- _Problema a resolver_: Por favor, devuelve todas las líneas de los registros que siguen como una lista JSON de cadenas, con una cadena por línea y sin las líneas en blanco.

○ ○ ○ ○

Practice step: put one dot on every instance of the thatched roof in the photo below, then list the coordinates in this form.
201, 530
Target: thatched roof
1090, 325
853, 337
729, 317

○ ○ ○ ○

- _La respuesta_:
[
  "Practice step: put one dot on every instance of the thatched roof in the photo below, then list the coordinates in this form.",
  "201, 530",
  "Target: thatched roof",
  "1090, 325",
  "853, 337",
  "729, 317"
]